(Point-per-instance localization data)
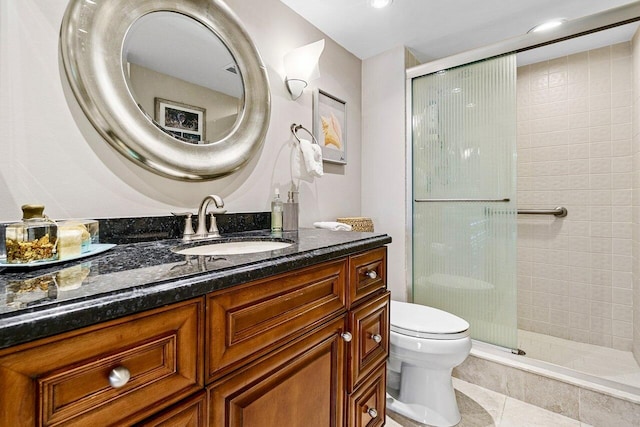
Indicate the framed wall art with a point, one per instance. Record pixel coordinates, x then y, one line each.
185 122
330 126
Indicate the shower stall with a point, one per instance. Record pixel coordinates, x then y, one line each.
521 199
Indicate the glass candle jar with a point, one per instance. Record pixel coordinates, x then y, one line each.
33 239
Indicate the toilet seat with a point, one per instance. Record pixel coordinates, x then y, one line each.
420 321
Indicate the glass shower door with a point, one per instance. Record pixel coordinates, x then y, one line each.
464 189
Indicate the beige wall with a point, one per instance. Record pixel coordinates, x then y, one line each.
52 155
383 157
636 195
574 150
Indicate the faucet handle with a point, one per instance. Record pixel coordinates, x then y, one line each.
213 226
188 225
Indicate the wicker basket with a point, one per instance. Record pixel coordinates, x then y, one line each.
357 223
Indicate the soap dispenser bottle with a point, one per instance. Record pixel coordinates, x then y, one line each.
290 213
276 212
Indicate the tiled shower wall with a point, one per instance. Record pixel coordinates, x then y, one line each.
575 150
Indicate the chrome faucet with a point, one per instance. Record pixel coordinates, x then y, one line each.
202 232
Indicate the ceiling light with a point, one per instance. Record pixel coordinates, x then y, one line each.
379 4
546 26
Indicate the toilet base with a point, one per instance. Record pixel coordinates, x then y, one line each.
424 395
420 413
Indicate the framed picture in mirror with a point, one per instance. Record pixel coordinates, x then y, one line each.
330 126
183 121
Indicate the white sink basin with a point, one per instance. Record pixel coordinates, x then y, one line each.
234 248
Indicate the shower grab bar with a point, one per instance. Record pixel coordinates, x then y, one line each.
560 212
464 200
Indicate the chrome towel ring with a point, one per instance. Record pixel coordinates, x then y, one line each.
295 128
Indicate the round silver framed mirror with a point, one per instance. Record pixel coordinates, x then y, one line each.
176 86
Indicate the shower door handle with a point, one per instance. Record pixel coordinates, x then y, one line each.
506 199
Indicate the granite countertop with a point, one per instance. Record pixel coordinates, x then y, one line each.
129 278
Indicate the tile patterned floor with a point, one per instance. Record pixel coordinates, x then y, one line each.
480 407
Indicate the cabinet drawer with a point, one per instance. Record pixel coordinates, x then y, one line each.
369 326
67 379
191 412
367 274
367 406
243 324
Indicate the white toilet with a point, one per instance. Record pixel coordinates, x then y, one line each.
426 344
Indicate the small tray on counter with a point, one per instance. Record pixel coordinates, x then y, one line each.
94 249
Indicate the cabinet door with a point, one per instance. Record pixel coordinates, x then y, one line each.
366 406
300 385
247 322
190 412
369 325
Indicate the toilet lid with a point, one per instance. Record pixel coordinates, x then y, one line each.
426 322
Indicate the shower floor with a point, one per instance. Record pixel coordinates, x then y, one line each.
615 365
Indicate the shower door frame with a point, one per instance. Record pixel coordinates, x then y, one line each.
575 28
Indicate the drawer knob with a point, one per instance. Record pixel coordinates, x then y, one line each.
118 377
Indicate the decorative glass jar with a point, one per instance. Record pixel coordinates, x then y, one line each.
33 239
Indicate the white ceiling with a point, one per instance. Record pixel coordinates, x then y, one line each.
436 29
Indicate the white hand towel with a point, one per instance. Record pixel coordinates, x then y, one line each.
312 154
332 225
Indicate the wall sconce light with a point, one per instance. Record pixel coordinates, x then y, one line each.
301 66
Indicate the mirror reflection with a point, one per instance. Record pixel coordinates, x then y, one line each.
183 77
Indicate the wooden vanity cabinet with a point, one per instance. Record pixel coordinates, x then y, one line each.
65 380
304 348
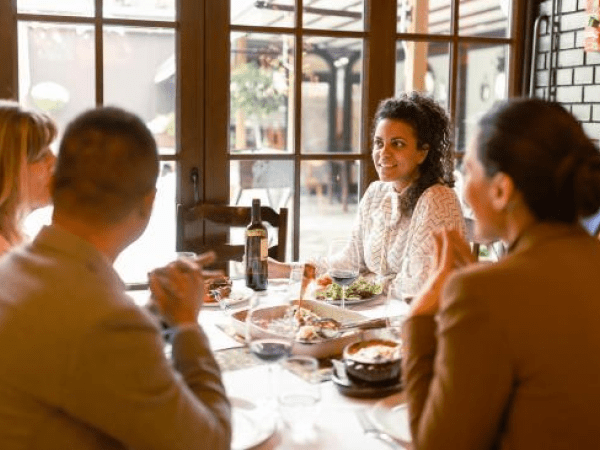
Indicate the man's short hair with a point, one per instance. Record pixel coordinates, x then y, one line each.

_What is expected_
Copy out only the lines from the one containing "Indicate the wall" to the end of the entries, unchanged. Drop the pictures.

_Answer section_
Indicate the wall sconce light with a point, one per instance. Record pixel coordinates, x then y, one line each.
301 66
Indicate the mirror reflection with a point, one per instance. Record pixel coordinates, x then y, one line each.
183 77
Indicate the wooden vanity cabinet with a point, one per instance. Record pixel coordinates, x then y, one line each.
65 380
304 348
Indicate the man's short hair with a point, one per instance. Record pixel coordinates, x then y, one line each.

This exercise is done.